─── 抜粋

猫の心因性脱毛と皮膚炎とは
心因性脱毛と皮膚炎とは、ストレスが原因となる皮膚症状です。
過剰なストレスがあると、自分の体を繰り返し強迫的に舐めることがあります。グルーミングは不安なとき、自分を落ち着かせるときなどにも行うことがありますが、それがストレスにより過剰になっている状態です。
猫の舌はざらざらとした質感をしており、同じ部位をずっと舐め続けていると毛が抜けたり短くなったりします。また、舐めるだけでなく執拗に噛むなどして直接毛を抜く猫も多くみられます。
それによりいつの間にか毛が薄くなっていることがあります。
猫の心因性脱毛と皮膚炎の症状
過剰なグルーミングや噛んで毛を抜く行動により、脱毛がみられます。
また、ざらざらとした舌で常に舐めているとその部位の皮膚に小さな傷が繰り返し付き、そこから細菌感染が起こり、数mmの赤い発疹(丘疹:きゅうしん)や真ん中に膿を持つ発疹(膿疱:のうほう)が現れることがあります。それによりかゆみが出てさらに舐めるという悪循環が起こります。
このような心因性の皮膚症状がみられやすい部位としては、猫が自分で舐めやすい腹部や後ろ足などが挙げられます。舐めている部位を境に、毛が生えていない状態がみられます。
猫の心因性脱毛と皮膚炎の原因
猫にとってストレスとなる要因はさまざまなものが考えられます。
猫にとってのストレスの原因
- 同居猫や同居の動物と折り合いが悪い
- 密な多頭飼い
- 環境の変化
- 引っ越し
- 家族、同居動物が増えた、または減った
- 生活スタイルの変化
- 長時間の留守番
- 来客や泊り客
- 家の内装の変化
- 音によるストレス
- 近くでの工事
など
上記以外にもさまざまなことが考えられますが、ストレスの原因が分からないことも珍しくありません。
ただし、皮膚症状の真の原因がストレスであると判断することは難しいです。
例えば、ストレスと思われる状況を取り除き、舐めなくなり脱毛が治ったということであれば、ストレスが原因の可能性が高いです。

──────

(課題)
[A] 上の猫の心因性脱毛についての抜粋を、「猫の心因性脱毛と皮膚炎の症状」から「るという悪循環が起こります。」までのすべてにわたって、一字一句そのまま書き写しなさい。
[B] 上の猫の心因性脱毛についての抜粋では、心因性の皮膚症状がみられやすい部位としてどこが挙げられていますか。

─── 提供データ

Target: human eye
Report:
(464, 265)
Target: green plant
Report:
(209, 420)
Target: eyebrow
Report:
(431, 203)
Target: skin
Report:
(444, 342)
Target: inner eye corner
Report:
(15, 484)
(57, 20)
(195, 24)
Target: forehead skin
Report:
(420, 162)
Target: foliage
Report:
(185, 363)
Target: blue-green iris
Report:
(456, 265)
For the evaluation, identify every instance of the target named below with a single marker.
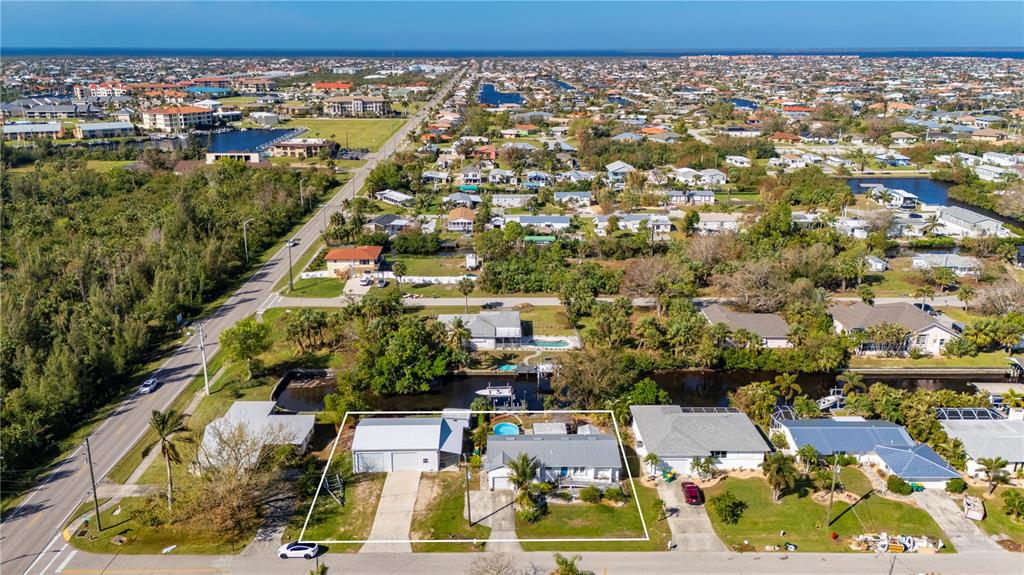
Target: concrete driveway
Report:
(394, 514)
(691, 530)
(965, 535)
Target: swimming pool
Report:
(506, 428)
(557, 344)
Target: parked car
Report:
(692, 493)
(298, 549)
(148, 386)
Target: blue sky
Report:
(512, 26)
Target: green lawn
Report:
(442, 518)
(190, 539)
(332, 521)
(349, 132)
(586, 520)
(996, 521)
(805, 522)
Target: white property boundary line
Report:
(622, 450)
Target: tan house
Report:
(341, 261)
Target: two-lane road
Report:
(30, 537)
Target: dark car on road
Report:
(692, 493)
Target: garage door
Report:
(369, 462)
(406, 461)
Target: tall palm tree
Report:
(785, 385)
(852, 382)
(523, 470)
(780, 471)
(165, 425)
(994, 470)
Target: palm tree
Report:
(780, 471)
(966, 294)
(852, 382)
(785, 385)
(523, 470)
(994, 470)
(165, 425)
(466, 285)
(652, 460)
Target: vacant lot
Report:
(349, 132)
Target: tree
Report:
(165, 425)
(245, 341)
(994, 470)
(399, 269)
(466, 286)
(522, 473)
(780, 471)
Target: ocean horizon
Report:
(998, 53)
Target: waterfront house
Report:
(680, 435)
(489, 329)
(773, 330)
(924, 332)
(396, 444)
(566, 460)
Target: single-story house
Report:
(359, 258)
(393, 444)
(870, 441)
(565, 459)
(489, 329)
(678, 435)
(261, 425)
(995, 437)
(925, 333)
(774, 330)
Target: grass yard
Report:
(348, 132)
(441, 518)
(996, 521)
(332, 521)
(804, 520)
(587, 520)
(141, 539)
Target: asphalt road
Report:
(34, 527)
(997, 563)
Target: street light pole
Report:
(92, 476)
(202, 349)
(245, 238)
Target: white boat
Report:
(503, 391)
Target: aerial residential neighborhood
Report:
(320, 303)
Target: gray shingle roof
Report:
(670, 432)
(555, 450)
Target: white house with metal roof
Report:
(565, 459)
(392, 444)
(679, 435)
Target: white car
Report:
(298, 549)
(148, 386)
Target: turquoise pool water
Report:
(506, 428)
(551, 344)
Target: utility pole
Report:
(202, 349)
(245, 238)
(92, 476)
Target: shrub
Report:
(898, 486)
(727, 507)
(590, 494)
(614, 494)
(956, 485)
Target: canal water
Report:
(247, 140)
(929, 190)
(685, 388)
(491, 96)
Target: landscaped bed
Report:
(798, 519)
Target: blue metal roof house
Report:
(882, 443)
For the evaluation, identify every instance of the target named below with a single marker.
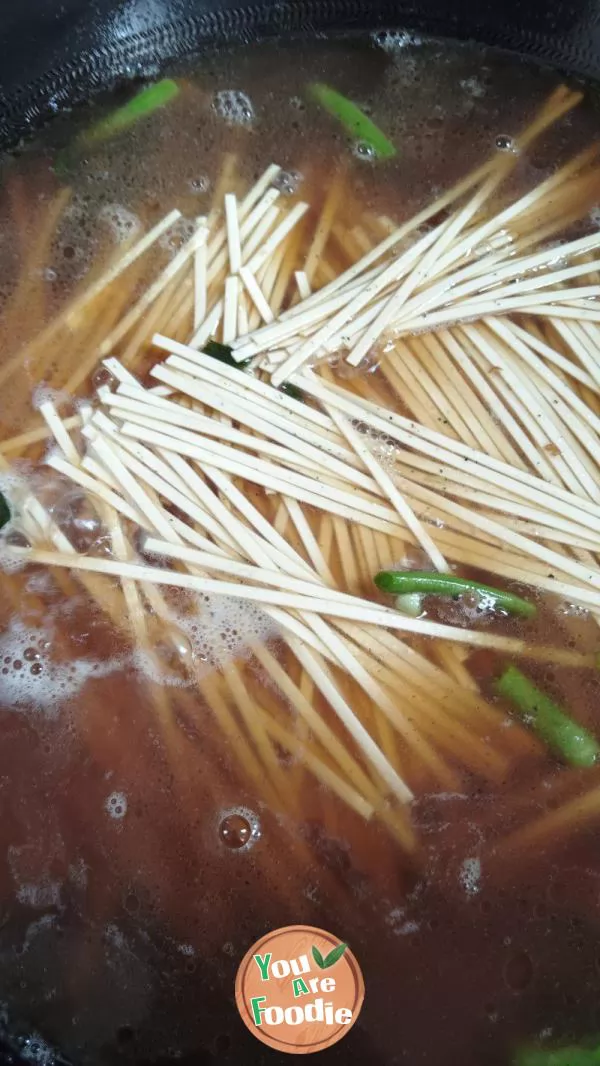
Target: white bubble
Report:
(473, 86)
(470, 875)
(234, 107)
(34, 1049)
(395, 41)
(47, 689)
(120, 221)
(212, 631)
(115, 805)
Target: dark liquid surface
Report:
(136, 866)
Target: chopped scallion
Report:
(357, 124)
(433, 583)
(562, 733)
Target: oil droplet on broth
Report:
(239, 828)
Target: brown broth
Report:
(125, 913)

──────
─── 提供データ

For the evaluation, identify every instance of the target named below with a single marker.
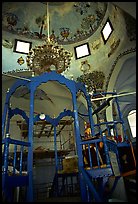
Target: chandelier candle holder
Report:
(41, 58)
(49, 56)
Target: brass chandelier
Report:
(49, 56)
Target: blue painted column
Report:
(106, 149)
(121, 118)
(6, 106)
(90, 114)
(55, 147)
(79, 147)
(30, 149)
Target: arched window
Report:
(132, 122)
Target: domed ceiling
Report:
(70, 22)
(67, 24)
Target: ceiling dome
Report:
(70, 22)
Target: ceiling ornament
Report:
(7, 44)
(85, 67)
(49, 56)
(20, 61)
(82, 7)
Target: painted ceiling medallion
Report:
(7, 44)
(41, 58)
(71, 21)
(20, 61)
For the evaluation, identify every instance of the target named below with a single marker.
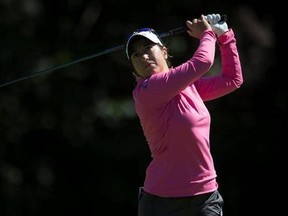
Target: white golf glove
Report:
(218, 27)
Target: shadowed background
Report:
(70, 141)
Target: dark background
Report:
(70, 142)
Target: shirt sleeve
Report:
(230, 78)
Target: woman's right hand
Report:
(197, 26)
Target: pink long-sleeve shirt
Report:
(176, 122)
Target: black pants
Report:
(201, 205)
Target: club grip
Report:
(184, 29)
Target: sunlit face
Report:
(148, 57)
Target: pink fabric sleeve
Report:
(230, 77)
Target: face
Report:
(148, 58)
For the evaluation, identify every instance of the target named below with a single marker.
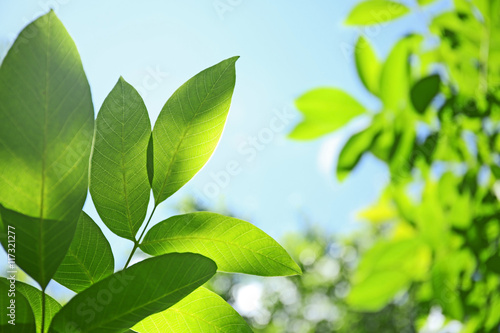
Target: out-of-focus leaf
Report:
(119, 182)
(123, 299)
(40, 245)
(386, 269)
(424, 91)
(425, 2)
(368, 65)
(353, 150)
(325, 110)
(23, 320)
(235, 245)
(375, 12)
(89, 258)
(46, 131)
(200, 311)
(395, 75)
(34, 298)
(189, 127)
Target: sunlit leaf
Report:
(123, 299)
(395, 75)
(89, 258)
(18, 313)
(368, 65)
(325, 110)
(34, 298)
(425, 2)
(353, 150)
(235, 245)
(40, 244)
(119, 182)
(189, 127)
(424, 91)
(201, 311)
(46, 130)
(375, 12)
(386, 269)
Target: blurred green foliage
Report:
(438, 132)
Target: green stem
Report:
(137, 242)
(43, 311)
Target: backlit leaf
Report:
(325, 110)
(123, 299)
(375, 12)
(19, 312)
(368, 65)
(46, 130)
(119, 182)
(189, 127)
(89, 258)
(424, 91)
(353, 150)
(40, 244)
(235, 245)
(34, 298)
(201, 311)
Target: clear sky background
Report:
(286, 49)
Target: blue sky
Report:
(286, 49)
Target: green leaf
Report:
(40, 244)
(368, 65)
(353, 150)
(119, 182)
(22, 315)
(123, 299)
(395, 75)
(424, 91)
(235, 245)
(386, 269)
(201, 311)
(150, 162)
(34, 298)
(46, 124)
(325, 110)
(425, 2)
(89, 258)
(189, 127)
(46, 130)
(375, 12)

──────

(番号別の解答)
[A]
猫の心因性脱毛と皮膚炎の症状
過剰なグルーミングや噛んで毛を抜く行動により、脱毛がみられます。
また、ざらざらとした舌で常に舐めているとその部位の皮膚に小さな傷が繰り返し付き、そこから細菌感染が起こり、数mmの赤い発疹(丘疹:きゅうしん)や真ん中に膿を持つ発疹(膿疱:のうほう)が現れることがあります。それによりかゆみが出てさらに舐めるという悪循環が起こります。

[B] 猫が自分で舐めやすい腹部や後ろ足などです。